(Data listing)
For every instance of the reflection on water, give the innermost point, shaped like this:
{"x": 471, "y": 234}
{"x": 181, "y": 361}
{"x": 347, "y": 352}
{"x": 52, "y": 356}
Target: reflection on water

> STATED TASK: Please find each line in the data listing above that contains the word "reflection", and copy those lines out.

> TASK RESULT:
For every instance of the reflection on water, give the innermost point, shaped like this:
Target: reflection on water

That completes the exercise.